Text:
================================

Choreographers: BLUE MAKWANA, Elisabeth Mulenga, Maiya Leeke and Roseann & Sula
For one night only, the stage belongs to the Sadler’s Well’s Young Associates, and the atmosphere is electric. Having been through the rigours of a bespoke two-and-a-half-year programme at Sadler’s Wells, this new generation of dance makers and choreographers are ready to declare their allegiance, express their artistry and stake their claim in the cut-throat, competitive world of contemporary dance.
Aged between 18 – 30 and some with d/deaf or disabilities, the works are individual, impressive, and inspiring. Spanning a range of dance styles from experimental to more classical, each choreographer brings their own energy and exuberance to the fore. Diverse and multicultural ensembles encompass an entire kaleidoscope of gender identity, ethnicity, body size and ability and offer a mirror to contemporary society, experiences, and concerns.
DUG MEAT by Roseann and Sula of Tough Boys opens the evening with a wild, sensory piece to express an ecological and political crisis. Two female, Scottish, South London-based co-creators of contemporary choreography, their work questions humanity’s doomed direction with a dark and dystopian dance. A fusion of punk and science fiction, a gender-fluid, queer collective of five surrounded by cameras on tripods seems to exist in a surveillance culture gone to pot.
Steve Ashmore, the on-stage musician, offers no gentle strumming on his guitar. Instead, he optimises every opportunity to make nerves jangle and teeth ache. Against an immersive and jarring soundscape, dancers crawl, slither, shudder, and jolt with movements that bring to mind zombies or the undead. There is a glimmer of hope as two individuals find each other in the chaos of a suffused red light before a wild and choreographed prog rock-inspired climax that makes Genesis P-Orridge sound like a bedtime lullaby.

================================

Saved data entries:
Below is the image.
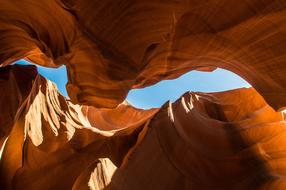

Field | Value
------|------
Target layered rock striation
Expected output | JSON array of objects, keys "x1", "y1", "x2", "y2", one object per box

[
  {"x1": 0, "y1": 0, "x2": 286, "y2": 110},
  {"x1": 0, "y1": 65, "x2": 286, "y2": 190}
]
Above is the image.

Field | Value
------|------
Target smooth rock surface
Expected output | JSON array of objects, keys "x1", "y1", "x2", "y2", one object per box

[
  {"x1": 0, "y1": 0, "x2": 286, "y2": 110},
  {"x1": 0, "y1": 65, "x2": 286, "y2": 190}
]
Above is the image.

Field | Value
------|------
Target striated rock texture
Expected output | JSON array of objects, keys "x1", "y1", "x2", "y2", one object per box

[
  {"x1": 0, "y1": 0, "x2": 286, "y2": 110},
  {"x1": 0, "y1": 65, "x2": 286, "y2": 190}
]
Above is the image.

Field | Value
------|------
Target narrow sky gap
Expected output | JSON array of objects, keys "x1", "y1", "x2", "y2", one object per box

[{"x1": 16, "y1": 60, "x2": 250, "y2": 109}]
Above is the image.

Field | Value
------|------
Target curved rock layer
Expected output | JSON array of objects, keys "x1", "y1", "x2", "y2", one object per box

[
  {"x1": 0, "y1": 0, "x2": 286, "y2": 109},
  {"x1": 0, "y1": 66, "x2": 286, "y2": 190}
]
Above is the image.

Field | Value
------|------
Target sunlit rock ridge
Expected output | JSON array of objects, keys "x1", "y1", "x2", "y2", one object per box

[{"x1": 0, "y1": 0, "x2": 286, "y2": 190}]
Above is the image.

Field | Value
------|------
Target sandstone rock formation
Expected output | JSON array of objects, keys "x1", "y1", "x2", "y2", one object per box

[
  {"x1": 0, "y1": 65, "x2": 286, "y2": 190},
  {"x1": 0, "y1": 0, "x2": 286, "y2": 190},
  {"x1": 0, "y1": 0, "x2": 286, "y2": 109}
]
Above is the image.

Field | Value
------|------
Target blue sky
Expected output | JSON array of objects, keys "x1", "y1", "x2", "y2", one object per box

[{"x1": 16, "y1": 60, "x2": 250, "y2": 109}]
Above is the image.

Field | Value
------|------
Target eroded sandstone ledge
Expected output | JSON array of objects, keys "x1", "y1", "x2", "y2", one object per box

[
  {"x1": 0, "y1": 0, "x2": 286, "y2": 110},
  {"x1": 0, "y1": 65, "x2": 286, "y2": 190}
]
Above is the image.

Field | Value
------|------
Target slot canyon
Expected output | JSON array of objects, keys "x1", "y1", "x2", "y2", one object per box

[{"x1": 0, "y1": 0, "x2": 286, "y2": 190}]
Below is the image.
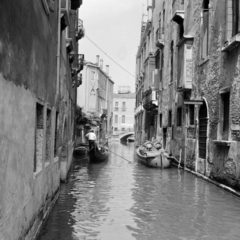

================================

Output the full dance review above, word for word.

Finished exercise:
Choreographers: BLUE MAKWANA, Elisabeth Mulenga, Maiya Leeke and Roseann & Sula
For one night only, the stage belongs to the Sadler’s Well’s Young Associates, and the atmosphere is electric. Having been through the rigours of a bespoke two-and-a-half-year programme at Sadler’s Wells, this new generation of dance makers and choreographers are ready to declare their allegiance, express their artistry and stake their claim in the cut-throat, competitive world of contemporary dance.
Aged between 18 – 30 and some with d/deaf or disabilities, the works are individual, impressive, and inspiring. Spanning a range of dance styles from experimental to more classical, each choreographer brings their own energy and exuberance to the fore. Diverse and multicultural ensembles encompass an entire kaleidoscope of gender identity, ethnicity, body size and ability and offer a mirror to contemporary society, experiences, and concerns.
DUG MEAT by Roseann and Sula of Tough Boys opens the evening with a wild, sensory piece to express an ecological and political crisis. Two female, Scottish, South London-based co-creators of contemporary choreography, their work questions humanity’s doomed direction with a dark and dystopian dance. A fusion of punk and science fiction, a gender-fluid, queer collective of five surrounded by cameras on tripods seems to exist in a surveillance culture gone to pot.
Steve Ashmore, the on-stage musician, offers no gentle strumming on his guitar. Instead, he optimises every opportunity to make nerves jangle and teeth ache. Against an immersive and jarring soundscape, dancers crawl, slither, shudder, and jolt with movements that bring to mind zombies or the undead. There is a glimmer of hope as two individuals find each other in the chaos of a suffused red light before a wild and choreographed prog rock-inspired climax that makes Genesis P-Orridge sound like a bedtime lullaby.